■ OBJECTIVE
Convert the part of the records that opens with the line containing "the woman, locate" and runs through the end of the records into a Markdown table with the columns "Row" and "Content", numbering each row and leaving out blank lines.

■ STORED DATA
######

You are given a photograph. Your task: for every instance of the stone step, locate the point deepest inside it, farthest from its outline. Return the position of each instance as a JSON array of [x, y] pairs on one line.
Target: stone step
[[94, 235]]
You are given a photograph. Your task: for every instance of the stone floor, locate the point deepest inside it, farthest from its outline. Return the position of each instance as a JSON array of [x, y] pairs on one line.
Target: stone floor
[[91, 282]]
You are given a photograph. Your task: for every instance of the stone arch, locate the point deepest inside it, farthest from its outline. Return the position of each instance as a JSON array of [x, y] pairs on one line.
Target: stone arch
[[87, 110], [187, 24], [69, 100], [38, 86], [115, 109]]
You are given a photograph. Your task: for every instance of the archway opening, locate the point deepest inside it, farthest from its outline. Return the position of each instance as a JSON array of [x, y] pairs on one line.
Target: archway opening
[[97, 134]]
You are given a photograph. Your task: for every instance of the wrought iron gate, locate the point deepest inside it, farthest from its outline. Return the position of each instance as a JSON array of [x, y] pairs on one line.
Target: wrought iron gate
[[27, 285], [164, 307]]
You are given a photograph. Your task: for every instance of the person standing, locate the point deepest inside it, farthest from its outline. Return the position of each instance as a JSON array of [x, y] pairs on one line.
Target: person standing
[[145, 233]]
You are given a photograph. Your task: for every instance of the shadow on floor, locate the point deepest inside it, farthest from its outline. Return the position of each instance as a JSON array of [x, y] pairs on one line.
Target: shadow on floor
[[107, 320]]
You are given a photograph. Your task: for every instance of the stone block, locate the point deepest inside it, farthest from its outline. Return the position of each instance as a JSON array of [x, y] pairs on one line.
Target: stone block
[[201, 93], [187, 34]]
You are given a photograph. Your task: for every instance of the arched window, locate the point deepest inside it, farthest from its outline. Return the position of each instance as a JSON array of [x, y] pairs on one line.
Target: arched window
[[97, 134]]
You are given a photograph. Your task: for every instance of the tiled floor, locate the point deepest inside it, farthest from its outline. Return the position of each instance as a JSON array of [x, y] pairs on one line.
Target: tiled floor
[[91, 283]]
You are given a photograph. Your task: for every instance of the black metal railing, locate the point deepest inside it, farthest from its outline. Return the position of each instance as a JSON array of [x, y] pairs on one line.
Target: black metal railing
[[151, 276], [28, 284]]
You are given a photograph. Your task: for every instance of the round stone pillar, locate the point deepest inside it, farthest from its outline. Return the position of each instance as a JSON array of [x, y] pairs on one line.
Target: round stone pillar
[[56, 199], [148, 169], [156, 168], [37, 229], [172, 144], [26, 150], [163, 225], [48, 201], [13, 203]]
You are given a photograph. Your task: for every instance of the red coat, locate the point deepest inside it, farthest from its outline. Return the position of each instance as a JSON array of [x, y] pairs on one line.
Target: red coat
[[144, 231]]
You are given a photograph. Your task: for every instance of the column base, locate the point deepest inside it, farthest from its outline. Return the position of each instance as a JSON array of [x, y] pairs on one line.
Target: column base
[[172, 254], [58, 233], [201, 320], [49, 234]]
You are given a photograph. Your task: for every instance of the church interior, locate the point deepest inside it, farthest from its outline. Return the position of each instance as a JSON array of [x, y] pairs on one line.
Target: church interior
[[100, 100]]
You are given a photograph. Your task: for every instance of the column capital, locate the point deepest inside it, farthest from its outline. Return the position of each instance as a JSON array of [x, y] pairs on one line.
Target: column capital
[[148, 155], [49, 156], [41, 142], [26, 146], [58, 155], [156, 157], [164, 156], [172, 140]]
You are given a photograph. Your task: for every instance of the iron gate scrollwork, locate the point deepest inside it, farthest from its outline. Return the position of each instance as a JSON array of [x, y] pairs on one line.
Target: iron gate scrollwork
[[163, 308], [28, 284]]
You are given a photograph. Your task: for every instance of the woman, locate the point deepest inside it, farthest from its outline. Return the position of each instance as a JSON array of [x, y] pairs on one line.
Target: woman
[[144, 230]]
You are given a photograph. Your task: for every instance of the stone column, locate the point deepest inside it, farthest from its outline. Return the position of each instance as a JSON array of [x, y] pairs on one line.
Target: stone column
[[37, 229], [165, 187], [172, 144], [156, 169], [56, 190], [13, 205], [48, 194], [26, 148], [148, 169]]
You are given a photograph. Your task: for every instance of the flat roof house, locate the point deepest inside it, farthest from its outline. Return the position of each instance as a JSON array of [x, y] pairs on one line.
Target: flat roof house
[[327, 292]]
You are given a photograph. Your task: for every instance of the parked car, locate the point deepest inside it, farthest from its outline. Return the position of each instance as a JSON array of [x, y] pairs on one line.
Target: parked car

######

■ OUTPUT OF THE EXERCISE
| Row | Content |
|---|---|
| 1 | You are given a photograph. Your task: for every instance of the woman, locate the point deepest inside it, farthest from its outline. Return the position of each instance as a JSON array of [x, y] pairs on one line. |
| 2 | Target: woman |
| 3 | [[144, 230]] |
| 4 | You are given a photograph. Your task: for every instance of the stone column, locate the point deepest inside it, farthest from its outline. Return the position of each instance as a JSON array of [x, y] pairs on one line. |
| 5 | Target: stone column |
| 6 | [[37, 229], [165, 187], [172, 144], [156, 169], [56, 190], [13, 205], [48, 194], [26, 148], [148, 169]] |
| 7 | You are given a photograph. Your task: for every instance of the flat roof house, locate the point deepest inside it, farthest from its outline. Return the position of each instance as a JSON array of [x, y] pairs on one line. |
| 8 | Target: flat roof house |
| 9 | [[327, 292]] |
| 10 | You are given a photograph. Your task: for every instance of the parked car, locate the point deepest inside it, farthest from its outline. Return the position of each instance as a JSON array of [x, y] pairs on one line. |
| 11 | Target: parked car |